Please reproduce, word for word, the part of the cervical cancer vaccine statement between "Monday, April 14, 2008" and "programme is imminent.", inclusive.

■ Text excerpt
○ ○ ○
Monday, April 14, 2008
We support a move to roll-out a national vaccination programme to prevent cervical cancer and welcome recent media reports that a decision on the programme is imminent.
Our chief executive Jackie Edmond says criticism of the proposed programme is focussing on the fact that the virus is sexually transmitted.
“If we had a vaccine against any other cancer type we would be embracing it totally. We need to get over the mode of transmission and celebrate the fact that we have a vaccine to not just fight this disease but to prevent it occurring at all in a significant number of women,” Ms Edmond says.
“Women become infected with the HPV virus very early in their sex lives. Cervical cancer is not a disease caused by promiscuity, it is a disease caused by being a sexual being. Best results are achieved by vaccinating young women before they become sexually active.
“A vaccination scheme, in tandem with ongoing cervical screening, gives women the best opportunity to protect themselves from a disease which claims the lives of around 66 New Zealand women each year and causes many others to have invasive surgeries and other procedures.”
Gardasil immunises against the two main strains of the sexually transmitted HPV types which are responsible for 70 per cent of cervical cancers. With this vaccine we have the potential to prevent 100 per cent of the cancers caused by HPV types 16 and 18 – the types that cause 70 per cent of cervical cancers and 100 per cent of the types 6 and 11 that cause 90 per cent of genital warts.
“The vaccine is a preventative – it works exactly the same as any other vaccine. The reality is that we have a vaccine that can prevent cancer – if there was a vaccine that had this efficacy for other cancers, we would not be having this debate. The fact that the virus responsible for this cancer is usually sexually transmitted, should not be allowed to cloud this medical breakthrough,” Ms Edmond says.
“Our overriding concern is that parents and caregivers understand that this vaccine can protect their young women against a significant and life-threatening disease. The vaccine is a medical response to a medical issue – as a developed country, New Zealand should be using every resource it has to keep its young people safe.”
The vaccine is currently available through our clinics nationwide at a cost of $450 for the three vaccinations required.
The move to introduce a national vaccination scheme would reduce the barrier of cost and allow all young women access to the vaccination programme.
○ ○ ○
■ Entries provided
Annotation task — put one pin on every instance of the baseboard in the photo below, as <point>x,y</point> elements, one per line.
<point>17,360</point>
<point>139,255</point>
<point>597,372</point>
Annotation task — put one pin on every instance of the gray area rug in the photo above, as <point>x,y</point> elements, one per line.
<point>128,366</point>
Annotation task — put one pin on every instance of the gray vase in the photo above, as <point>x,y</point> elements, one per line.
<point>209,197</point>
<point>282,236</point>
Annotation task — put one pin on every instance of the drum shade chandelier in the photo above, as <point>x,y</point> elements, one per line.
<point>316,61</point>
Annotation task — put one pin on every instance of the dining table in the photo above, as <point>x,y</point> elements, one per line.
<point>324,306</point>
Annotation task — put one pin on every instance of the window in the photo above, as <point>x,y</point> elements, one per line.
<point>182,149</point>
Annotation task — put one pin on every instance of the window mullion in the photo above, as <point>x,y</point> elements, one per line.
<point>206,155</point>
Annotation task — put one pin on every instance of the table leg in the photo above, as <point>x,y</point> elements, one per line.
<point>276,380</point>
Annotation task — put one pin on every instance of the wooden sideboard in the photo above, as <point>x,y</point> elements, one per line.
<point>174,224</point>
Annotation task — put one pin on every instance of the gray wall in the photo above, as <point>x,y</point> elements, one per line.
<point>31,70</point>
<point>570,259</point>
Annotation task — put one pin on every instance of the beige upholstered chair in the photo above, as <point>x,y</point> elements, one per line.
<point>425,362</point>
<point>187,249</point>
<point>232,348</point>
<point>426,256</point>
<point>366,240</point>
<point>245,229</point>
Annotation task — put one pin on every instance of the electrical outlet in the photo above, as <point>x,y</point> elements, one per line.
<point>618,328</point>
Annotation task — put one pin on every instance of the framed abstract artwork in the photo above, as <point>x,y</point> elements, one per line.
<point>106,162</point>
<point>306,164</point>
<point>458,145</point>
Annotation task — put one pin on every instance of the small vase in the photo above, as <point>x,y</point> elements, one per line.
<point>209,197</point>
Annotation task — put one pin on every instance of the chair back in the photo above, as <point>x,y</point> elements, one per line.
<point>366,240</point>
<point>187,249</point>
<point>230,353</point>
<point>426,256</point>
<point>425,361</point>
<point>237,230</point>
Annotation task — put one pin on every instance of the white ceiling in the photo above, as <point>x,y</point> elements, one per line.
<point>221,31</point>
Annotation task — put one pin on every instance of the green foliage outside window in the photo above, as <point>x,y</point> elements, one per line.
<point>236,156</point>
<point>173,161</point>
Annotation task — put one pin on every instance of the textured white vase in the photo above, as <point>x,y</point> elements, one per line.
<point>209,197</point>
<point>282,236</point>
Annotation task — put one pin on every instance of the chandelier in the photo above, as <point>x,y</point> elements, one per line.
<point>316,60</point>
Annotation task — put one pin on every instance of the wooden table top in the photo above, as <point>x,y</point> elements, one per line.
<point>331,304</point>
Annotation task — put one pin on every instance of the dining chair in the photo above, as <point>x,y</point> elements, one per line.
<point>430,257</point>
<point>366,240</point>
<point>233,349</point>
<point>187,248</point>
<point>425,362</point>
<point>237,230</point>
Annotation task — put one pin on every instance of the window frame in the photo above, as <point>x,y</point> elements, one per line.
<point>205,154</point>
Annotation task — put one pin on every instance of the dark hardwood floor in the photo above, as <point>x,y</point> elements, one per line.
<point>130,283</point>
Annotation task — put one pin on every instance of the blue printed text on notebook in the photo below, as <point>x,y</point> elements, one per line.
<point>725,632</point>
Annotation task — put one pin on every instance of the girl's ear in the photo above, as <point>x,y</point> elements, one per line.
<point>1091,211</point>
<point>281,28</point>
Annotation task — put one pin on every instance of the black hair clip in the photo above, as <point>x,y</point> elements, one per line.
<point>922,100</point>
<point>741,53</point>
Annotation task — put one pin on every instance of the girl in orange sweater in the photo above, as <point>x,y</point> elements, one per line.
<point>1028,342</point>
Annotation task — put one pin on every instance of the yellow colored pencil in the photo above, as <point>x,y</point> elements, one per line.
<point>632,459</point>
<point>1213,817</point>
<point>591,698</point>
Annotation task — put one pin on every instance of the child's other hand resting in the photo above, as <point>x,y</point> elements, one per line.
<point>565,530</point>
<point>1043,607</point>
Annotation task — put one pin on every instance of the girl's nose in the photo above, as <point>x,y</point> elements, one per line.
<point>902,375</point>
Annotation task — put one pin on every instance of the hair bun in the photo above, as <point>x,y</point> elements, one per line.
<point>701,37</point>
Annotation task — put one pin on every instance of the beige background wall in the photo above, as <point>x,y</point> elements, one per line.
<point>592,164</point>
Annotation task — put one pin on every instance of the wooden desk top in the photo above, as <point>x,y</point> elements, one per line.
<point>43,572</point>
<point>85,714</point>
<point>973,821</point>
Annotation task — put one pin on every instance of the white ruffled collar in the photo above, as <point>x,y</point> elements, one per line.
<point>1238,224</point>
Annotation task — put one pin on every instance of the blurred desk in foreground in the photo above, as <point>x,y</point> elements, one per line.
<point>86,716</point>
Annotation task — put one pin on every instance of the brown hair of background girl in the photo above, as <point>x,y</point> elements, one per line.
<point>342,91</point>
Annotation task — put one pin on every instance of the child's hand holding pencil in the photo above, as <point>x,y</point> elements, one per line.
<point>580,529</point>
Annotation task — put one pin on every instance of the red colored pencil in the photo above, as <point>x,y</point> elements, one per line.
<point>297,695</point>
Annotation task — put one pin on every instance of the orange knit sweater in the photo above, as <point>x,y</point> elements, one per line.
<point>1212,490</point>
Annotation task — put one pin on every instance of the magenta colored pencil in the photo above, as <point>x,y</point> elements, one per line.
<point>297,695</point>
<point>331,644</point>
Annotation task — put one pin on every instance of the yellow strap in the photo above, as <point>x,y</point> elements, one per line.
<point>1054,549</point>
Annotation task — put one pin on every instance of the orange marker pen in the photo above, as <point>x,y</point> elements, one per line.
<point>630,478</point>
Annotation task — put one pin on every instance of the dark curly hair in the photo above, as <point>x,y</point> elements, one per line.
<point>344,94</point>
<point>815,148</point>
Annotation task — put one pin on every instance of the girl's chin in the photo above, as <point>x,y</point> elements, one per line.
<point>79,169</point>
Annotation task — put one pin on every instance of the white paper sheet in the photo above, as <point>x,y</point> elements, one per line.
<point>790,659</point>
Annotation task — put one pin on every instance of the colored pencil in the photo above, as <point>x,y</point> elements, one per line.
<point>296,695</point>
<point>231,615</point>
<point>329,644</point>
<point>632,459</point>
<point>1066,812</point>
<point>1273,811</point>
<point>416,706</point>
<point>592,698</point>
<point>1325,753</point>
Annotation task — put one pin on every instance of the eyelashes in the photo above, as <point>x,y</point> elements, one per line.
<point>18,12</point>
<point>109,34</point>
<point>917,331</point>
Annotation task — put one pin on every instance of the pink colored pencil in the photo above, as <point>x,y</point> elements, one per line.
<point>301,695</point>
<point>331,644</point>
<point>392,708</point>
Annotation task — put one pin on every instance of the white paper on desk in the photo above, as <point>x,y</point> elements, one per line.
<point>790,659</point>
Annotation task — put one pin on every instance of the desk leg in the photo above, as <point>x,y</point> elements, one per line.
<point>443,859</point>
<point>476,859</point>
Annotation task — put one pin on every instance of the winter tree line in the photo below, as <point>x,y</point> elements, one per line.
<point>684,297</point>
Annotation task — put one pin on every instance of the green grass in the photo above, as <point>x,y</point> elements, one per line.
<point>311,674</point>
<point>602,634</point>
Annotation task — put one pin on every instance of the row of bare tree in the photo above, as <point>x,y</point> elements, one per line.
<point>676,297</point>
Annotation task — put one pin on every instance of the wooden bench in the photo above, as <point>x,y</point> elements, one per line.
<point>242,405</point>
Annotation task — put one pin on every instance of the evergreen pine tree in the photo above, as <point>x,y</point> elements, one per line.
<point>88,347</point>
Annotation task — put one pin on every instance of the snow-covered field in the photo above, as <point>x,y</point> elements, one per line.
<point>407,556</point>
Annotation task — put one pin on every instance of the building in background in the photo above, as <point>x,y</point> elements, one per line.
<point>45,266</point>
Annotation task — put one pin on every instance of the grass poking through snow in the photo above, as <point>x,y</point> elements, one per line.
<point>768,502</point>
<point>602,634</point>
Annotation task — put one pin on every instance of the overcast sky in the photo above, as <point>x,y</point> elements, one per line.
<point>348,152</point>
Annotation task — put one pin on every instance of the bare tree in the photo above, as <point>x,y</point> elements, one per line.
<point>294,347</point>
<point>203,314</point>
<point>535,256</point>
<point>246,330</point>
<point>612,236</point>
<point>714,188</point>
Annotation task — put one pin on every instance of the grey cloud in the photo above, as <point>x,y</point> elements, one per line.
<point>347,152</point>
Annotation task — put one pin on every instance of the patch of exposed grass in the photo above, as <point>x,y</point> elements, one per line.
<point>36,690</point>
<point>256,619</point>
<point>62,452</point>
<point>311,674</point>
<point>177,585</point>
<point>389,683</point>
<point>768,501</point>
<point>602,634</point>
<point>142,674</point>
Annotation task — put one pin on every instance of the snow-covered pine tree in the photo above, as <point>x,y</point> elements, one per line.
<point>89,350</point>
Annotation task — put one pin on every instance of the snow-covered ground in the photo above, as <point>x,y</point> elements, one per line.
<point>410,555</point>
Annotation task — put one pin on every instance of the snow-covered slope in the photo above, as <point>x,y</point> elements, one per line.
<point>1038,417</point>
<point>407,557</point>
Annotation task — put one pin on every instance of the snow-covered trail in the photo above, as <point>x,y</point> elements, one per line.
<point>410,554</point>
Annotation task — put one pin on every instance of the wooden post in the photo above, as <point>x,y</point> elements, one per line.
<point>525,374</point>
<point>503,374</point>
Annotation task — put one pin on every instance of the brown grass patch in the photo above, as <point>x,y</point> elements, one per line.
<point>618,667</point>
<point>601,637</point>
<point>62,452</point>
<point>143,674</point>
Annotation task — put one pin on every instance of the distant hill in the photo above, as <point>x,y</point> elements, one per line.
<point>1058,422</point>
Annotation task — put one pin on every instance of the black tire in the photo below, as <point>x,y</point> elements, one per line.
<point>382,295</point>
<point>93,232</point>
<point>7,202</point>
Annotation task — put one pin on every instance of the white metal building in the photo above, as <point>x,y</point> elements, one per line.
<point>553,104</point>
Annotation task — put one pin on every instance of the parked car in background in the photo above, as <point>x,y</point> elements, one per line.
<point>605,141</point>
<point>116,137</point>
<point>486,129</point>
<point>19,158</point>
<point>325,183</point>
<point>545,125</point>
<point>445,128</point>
○ ○ ○
■ Task output
Monday, April 14, 2008
We support a move to roll-out a national vaccination programme to prevent cervical cancer and welcome recent media reports that a decision on the programme is imminent.